### PROMPT
If a line in the entries below holds the string "tall", copy it.

*** RECORDS SUPPLIED Section Begins ***

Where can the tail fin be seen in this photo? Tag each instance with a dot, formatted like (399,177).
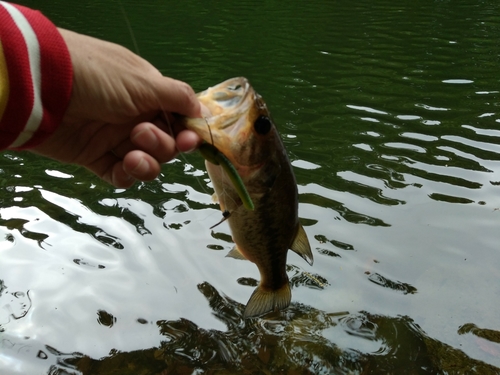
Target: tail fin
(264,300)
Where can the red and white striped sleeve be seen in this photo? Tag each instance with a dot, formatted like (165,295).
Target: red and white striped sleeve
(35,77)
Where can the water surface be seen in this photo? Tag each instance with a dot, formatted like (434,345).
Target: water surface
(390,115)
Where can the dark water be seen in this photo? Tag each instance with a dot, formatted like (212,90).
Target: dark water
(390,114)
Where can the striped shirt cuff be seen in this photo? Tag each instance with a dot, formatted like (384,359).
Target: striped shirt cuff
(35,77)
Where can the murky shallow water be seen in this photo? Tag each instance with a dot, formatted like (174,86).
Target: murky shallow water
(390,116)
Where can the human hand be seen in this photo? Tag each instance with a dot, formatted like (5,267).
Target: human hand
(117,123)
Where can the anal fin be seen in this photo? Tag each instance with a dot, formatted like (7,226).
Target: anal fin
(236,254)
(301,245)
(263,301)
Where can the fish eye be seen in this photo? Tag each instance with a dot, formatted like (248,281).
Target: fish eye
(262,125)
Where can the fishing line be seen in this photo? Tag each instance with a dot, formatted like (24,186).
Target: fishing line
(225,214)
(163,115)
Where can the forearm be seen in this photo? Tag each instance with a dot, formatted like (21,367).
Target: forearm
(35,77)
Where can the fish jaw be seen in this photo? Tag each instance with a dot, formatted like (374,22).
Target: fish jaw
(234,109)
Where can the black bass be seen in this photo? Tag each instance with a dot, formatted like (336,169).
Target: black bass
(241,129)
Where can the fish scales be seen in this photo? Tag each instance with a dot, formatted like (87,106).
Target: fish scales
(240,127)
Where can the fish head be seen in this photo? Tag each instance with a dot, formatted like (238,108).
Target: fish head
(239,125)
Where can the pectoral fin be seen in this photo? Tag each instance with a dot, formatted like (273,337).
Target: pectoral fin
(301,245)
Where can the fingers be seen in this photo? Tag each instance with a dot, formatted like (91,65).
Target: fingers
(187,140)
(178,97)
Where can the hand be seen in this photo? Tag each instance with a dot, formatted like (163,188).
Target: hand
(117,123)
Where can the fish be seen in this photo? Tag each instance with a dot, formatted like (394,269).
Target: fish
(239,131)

*** RECORDS SUPPLIED Section Ends ***
*** RECORDS SUPPLIED Section Begins ***

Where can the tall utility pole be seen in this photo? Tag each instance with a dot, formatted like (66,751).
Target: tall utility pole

*** RECORDS SUPPLIED Section Ends ***
*** RECORDS SUPPLIED Section Begins ***

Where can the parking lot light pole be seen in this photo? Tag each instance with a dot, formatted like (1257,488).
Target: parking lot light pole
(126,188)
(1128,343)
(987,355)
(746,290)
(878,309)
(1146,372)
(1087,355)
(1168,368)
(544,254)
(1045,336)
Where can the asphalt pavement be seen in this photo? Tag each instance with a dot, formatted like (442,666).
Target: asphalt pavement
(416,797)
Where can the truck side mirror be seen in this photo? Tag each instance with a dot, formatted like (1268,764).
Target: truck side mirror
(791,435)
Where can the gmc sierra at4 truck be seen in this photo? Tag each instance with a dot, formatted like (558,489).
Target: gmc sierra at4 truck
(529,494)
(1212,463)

*** RECORDS SUPPLIED Section Ends ***

### ANSWER SECTION
Where can the tall utility pole be seen in this photo? Tag each instance with a dot, formatted like (66,751).
Target: tall utility pole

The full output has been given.